— START OF TEXT SEGMENT —

Stacie H. Rosenzweig is an attorney with Halling & Cayo S.C. She focuses her practice on the representation of lawyers and other credentialed professionals.

"Are Senior Lawyers Ruining The Profession?" No, But This Isn't Helping, Either.

"Are Senior Lawyers Ruining The Profession?" No, But This Isn't Helping, Either.

Thirteen years ago today, I graduated from law school. I became a lawyer 13 years ago tomorrow. (Thank you, diploma privilege.) Combined with the fact that I was an older student, nine years out of undergrad when I started law school, now I am firmly middle aged and mid-career.

I think that means I’m neither the target audience nor, well, the target, when people write derisively (or admiringly) about millennials or Boomers. (Generation X is perpetually forgotten anyway.)

— END OF TEXT SEGMENT —

#### [AIM]
Proceed with the essay on whether senior lawyers are ruining the profession, beginning after its final sentence.

— START OF EXTRACTED MATERIAL —

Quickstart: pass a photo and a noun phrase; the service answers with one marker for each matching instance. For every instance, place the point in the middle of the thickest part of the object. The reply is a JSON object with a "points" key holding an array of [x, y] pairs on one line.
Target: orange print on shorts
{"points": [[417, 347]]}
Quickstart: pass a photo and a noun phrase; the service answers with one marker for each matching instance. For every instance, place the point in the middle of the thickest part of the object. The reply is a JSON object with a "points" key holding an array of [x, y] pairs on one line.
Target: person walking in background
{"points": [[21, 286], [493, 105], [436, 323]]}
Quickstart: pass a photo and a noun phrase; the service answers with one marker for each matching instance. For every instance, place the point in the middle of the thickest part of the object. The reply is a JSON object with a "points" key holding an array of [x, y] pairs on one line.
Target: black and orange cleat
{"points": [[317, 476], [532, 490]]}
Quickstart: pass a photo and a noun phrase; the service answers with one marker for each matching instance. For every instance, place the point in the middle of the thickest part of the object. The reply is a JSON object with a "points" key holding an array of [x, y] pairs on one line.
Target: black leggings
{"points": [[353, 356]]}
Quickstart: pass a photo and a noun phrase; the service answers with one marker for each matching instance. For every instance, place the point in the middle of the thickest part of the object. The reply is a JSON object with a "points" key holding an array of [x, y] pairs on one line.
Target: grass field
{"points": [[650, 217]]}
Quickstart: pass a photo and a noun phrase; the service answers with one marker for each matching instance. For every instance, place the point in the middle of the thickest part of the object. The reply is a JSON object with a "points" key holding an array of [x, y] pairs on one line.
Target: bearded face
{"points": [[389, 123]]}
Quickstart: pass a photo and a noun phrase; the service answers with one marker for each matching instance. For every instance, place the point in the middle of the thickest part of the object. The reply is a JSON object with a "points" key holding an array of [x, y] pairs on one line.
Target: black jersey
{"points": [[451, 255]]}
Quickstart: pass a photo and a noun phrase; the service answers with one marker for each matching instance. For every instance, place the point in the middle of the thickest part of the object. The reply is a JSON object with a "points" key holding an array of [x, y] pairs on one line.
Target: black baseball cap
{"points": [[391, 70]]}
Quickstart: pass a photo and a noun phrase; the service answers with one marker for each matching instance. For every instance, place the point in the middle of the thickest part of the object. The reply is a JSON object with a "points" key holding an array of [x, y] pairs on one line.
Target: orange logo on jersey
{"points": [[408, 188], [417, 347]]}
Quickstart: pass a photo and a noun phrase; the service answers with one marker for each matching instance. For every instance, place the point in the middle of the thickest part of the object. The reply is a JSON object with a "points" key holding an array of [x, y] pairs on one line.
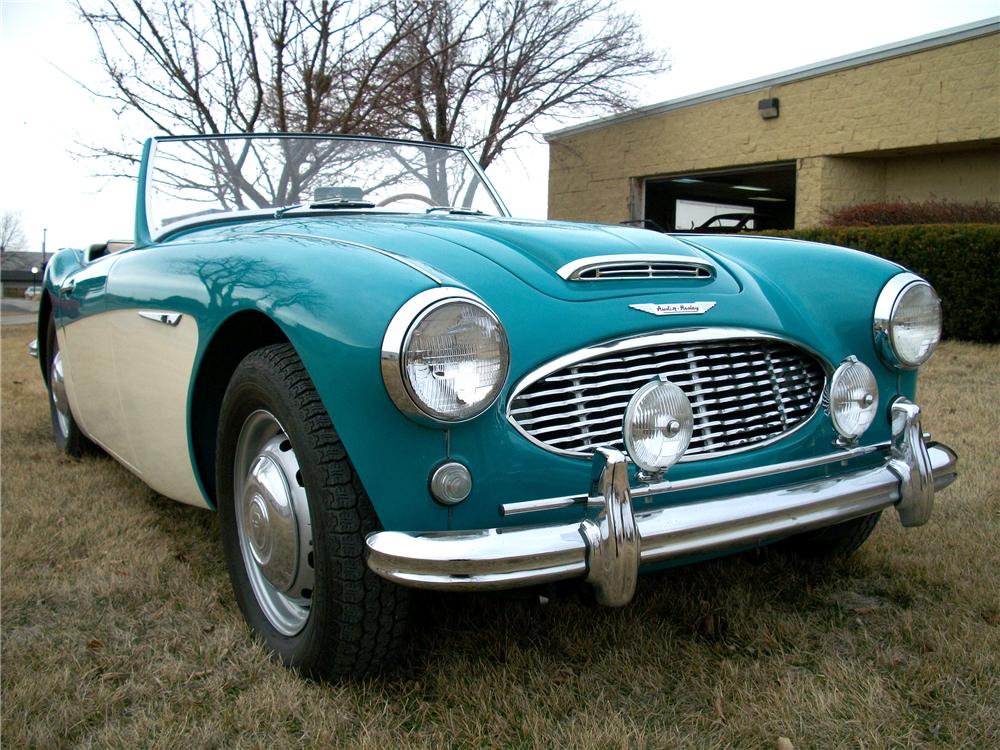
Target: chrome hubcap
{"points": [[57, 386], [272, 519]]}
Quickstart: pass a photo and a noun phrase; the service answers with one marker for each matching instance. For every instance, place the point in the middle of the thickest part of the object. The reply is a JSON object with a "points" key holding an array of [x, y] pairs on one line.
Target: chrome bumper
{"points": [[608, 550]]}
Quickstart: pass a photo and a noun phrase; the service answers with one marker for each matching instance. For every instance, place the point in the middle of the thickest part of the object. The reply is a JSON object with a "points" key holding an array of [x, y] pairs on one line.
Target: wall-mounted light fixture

— END OF EXTRACTED MATERIAL —

#### [OUTPUT OF THE EXERCISE]
Still, a few days ago, a link to this piece in the State Bar of Wisconsin’s Inside Track (as reprinted from a section blog) caught my eye—“Senior Lawyers: Are We Really Ruining The Profession?” The piece purported to be responding to “Dear Senior Lawyers—You’re Ruining the Profession,” an entry on a law blog out of Queensland, Australia.

Like any good Gen Xer, I saw the Inside Track link on social media, and clicked, hoping to read lively debate, perhaps a wise rebuke at ageism in the profession, or perhaps some introspection about how people toward the end of their careers can help uplift the next generation.  After all, I know I wouldn’t be where I am if not for some great mentoring and support from my senior colleagues, some of whom are winding down and some of whom continue to practice at a high level.

What I saw was none of that. While I respect the dialogue and am sure the author is writing from a place of good faith, instead we got bland apologia for so-called “old fashioned” values:

As senior lawyers, we have apparently lost sight of the needs of new lawyers and younger associates by our antiquated attitudes about the profession and our need to place commitment to the profession above self-interest.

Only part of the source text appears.